Supplied material
+++

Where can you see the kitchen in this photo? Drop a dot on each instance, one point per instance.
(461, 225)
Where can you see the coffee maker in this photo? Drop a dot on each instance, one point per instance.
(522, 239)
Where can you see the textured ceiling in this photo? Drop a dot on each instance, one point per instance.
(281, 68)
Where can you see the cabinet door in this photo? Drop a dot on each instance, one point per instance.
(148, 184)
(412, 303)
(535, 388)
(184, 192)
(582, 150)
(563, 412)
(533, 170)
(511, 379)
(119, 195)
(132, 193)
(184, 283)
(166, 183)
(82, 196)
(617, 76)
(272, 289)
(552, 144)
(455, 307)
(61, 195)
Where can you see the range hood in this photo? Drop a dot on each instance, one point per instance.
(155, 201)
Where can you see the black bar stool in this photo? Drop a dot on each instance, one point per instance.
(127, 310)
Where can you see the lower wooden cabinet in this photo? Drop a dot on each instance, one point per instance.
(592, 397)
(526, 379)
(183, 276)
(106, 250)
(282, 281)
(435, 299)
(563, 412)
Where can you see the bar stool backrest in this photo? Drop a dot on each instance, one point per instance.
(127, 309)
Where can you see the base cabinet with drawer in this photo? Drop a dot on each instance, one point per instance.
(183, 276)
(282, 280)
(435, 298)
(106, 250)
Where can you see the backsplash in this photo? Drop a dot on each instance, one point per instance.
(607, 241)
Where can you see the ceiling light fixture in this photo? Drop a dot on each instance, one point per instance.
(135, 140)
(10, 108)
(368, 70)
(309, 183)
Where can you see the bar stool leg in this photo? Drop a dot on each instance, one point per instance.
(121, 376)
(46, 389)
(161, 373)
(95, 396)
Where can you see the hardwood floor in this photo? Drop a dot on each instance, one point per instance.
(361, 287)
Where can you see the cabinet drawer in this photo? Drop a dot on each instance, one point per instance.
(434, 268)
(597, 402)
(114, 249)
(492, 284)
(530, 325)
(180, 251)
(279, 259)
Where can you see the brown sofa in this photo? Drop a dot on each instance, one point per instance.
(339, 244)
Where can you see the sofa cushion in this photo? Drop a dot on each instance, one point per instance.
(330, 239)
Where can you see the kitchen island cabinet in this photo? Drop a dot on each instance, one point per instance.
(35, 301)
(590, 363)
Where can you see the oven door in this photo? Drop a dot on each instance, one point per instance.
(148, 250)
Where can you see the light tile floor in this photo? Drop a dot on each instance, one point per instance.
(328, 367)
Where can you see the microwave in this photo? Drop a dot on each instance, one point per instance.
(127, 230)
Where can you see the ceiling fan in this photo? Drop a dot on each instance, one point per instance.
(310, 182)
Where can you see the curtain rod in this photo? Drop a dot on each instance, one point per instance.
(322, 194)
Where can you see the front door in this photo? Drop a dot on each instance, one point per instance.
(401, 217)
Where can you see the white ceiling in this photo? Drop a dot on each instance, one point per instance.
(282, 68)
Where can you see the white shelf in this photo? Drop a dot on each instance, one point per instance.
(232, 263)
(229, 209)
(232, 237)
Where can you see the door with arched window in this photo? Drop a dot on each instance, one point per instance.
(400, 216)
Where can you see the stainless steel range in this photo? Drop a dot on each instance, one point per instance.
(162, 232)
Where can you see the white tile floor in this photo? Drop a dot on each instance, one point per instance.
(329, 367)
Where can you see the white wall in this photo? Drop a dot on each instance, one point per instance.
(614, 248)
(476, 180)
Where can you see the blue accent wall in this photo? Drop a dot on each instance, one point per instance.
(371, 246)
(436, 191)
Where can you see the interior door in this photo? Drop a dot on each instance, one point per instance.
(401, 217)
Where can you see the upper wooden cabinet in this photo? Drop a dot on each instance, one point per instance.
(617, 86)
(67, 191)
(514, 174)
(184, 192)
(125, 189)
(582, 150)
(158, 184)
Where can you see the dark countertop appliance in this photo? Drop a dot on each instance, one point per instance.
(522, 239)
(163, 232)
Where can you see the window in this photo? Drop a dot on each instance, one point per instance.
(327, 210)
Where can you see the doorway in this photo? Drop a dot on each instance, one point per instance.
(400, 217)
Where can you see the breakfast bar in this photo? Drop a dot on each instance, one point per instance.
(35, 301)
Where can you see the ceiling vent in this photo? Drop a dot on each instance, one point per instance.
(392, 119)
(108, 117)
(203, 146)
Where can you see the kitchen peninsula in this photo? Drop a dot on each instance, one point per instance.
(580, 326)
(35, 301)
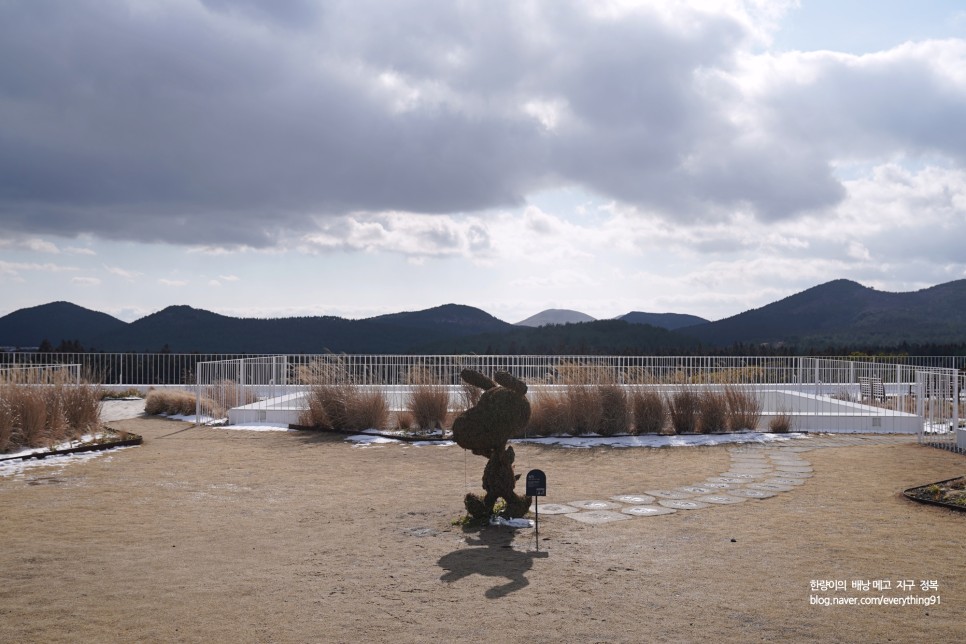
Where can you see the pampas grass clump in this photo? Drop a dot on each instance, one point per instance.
(615, 412)
(683, 406)
(170, 402)
(713, 412)
(744, 409)
(649, 412)
(34, 415)
(549, 414)
(345, 407)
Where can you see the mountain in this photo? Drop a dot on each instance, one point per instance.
(841, 314)
(555, 316)
(845, 313)
(600, 337)
(449, 319)
(55, 322)
(185, 329)
(670, 321)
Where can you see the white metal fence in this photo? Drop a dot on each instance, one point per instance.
(40, 374)
(834, 394)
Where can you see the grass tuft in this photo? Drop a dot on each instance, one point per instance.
(649, 412)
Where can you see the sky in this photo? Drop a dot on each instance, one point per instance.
(271, 158)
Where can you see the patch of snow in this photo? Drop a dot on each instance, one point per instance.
(511, 523)
(260, 427)
(17, 468)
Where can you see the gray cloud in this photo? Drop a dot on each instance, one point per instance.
(236, 122)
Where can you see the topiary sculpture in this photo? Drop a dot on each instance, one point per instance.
(484, 429)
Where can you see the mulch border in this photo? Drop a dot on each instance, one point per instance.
(90, 447)
(910, 493)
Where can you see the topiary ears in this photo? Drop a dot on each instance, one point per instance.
(511, 382)
(477, 379)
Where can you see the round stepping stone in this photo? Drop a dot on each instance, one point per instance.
(752, 494)
(784, 463)
(770, 487)
(794, 475)
(636, 499)
(594, 504)
(669, 494)
(696, 489)
(597, 516)
(680, 504)
(647, 511)
(721, 499)
(785, 481)
(554, 508)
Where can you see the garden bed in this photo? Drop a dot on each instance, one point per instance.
(950, 493)
(107, 439)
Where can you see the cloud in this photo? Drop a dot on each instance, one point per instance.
(403, 127)
(122, 272)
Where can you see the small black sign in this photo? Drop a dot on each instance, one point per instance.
(536, 483)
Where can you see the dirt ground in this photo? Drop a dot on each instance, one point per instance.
(211, 535)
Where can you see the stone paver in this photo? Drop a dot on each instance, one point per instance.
(756, 472)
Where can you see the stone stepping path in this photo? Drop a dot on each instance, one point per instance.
(756, 472)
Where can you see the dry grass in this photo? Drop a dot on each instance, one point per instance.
(781, 423)
(170, 402)
(649, 412)
(683, 407)
(44, 415)
(615, 410)
(713, 416)
(549, 414)
(345, 407)
(428, 405)
(585, 409)
(428, 399)
(744, 409)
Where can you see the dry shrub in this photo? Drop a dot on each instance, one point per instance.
(82, 408)
(170, 402)
(781, 423)
(549, 414)
(345, 407)
(650, 415)
(585, 409)
(469, 395)
(428, 399)
(32, 412)
(429, 404)
(683, 406)
(7, 419)
(404, 421)
(615, 411)
(43, 415)
(713, 418)
(744, 409)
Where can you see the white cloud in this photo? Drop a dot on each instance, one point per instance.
(122, 272)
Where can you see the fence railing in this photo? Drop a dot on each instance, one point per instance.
(147, 369)
(905, 397)
(40, 374)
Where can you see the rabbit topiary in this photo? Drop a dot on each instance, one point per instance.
(501, 412)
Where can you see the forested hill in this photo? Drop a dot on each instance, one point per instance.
(844, 313)
(841, 314)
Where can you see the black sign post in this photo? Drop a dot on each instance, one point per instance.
(536, 487)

+++

What you should do
Using the material above, extract the line that contains "Where can you see the small" and every line after it, exactly as given; stop at the last line.

Worked solution
Where can you see the small black sign in this photo? Drop a dot on each instance, one point per instance.
(536, 483)
Where can you see the dirt ground in this photo? Drop a dot on each instance, one point per instance.
(211, 535)
Where can you see the stone paver in this photo? Drop a dot on each instance, one point per instance.
(756, 472)
Where can you see the stone stepping path in this photo? Drop a dot on each instance, one point per instance.
(756, 472)
Where can you see the dry grass in this photo? Drop a dot on each instance, one point per instance.
(781, 423)
(170, 402)
(649, 412)
(683, 407)
(44, 415)
(615, 410)
(713, 416)
(549, 414)
(345, 407)
(428, 405)
(585, 409)
(428, 399)
(744, 409)
Where can you see the dry shrub in this photo? Drop a dot on each instance, one point per instance.
(82, 408)
(170, 402)
(781, 423)
(549, 414)
(345, 407)
(650, 415)
(585, 409)
(469, 395)
(428, 399)
(32, 412)
(429, 404)
(683, 406)
(7, 419)
(404, 421)
(615, 411)
(43, 415)
(713, 418)
(744, 409)
Where can you see the white cloud in this photo? Drop a dot on each instance, one point per instance.
(122, 272)
Where can you see the fence railing in this photo? Drop a dot on each instance, one point per instance.
(147, 369)
(905, 397)
(40, 374)
Where can you see the rabbit topiary in this photo? Drop a dot on each instance, one point per instance.
(501, 412)
Where can you see the forested hill in this photo? Drop a dot on each instance, one point per instance.
(844, 313)
(841, 314)
Where can you see the black sign post in this photo? Drop a dot on each instance, one point per instance.
(536, 487)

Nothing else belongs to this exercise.